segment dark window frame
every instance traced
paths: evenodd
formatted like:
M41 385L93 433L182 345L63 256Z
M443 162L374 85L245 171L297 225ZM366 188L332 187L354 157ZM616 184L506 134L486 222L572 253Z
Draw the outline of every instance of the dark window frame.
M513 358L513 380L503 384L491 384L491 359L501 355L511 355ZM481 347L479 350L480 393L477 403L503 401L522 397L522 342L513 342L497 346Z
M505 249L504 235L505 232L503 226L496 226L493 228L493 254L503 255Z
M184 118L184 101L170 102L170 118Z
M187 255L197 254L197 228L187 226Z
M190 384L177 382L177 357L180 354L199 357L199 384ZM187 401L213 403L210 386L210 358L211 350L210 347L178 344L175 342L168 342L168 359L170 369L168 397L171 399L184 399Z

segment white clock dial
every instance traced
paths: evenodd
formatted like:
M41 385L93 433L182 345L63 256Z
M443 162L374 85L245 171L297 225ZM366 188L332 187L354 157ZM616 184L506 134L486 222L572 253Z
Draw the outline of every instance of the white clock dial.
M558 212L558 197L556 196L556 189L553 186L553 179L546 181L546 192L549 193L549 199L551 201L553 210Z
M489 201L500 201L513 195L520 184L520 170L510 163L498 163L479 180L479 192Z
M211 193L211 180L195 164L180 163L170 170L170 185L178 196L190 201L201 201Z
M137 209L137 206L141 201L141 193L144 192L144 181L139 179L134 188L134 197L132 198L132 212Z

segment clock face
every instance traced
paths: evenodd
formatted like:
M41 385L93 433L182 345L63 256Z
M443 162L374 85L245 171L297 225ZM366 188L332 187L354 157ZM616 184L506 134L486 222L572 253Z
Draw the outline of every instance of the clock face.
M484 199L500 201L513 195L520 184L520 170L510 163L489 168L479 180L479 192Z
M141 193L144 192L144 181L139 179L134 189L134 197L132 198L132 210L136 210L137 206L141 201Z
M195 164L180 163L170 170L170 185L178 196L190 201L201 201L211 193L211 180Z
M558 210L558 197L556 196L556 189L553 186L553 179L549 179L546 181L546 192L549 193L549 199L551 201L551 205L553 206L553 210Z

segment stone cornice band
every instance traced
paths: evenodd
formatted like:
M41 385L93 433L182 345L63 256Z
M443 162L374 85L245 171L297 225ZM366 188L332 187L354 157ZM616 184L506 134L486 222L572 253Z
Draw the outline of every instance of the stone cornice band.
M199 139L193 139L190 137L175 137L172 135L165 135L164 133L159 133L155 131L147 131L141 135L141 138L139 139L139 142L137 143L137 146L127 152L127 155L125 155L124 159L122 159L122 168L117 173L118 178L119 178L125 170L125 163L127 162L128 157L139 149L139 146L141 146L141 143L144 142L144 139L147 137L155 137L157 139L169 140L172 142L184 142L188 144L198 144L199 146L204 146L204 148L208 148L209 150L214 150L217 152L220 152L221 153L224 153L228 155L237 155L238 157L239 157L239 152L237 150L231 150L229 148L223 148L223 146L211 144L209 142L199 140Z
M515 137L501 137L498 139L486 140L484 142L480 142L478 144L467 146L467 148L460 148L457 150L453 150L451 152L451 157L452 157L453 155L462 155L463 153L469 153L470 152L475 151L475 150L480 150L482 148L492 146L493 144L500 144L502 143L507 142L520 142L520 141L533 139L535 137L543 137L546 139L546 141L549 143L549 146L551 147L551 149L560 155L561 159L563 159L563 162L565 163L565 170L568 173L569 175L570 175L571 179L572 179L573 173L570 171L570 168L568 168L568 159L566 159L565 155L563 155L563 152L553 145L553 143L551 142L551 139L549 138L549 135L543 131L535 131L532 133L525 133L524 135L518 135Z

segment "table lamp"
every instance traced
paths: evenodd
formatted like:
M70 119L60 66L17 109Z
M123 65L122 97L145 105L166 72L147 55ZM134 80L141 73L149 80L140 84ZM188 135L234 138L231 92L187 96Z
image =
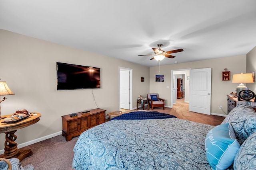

• • •

WRITTEN INSTRUCTION >> Could you retype the records from the line with "segment white clock dial" up to and including the line with "M211 193L211 180L195", changing nothing?

WORKED ANSWER >>
segment white clock dial
every instance traced
paths: evenodd
formatted like:
M41 385L93 433L182 345L63 256Z
M443 162L374 85L245 171L297 225ZM366 188L332 187L354 157ZM616 184L506 134L486 222L572 253Z
Draw the outline of every instance of the white clock dial.
M558 212L558 197L556 196L556 189L553 186L553 179L546 181L546 192L549 193L549 199L551 201L553 210Z
M489 201L500 201L513 195L520 184L520 170L510 163L498 163L479 180L479 192Z
M211 193L211 180L195 164L180 163L170 170L170 185L178 196L190 201L201 201Z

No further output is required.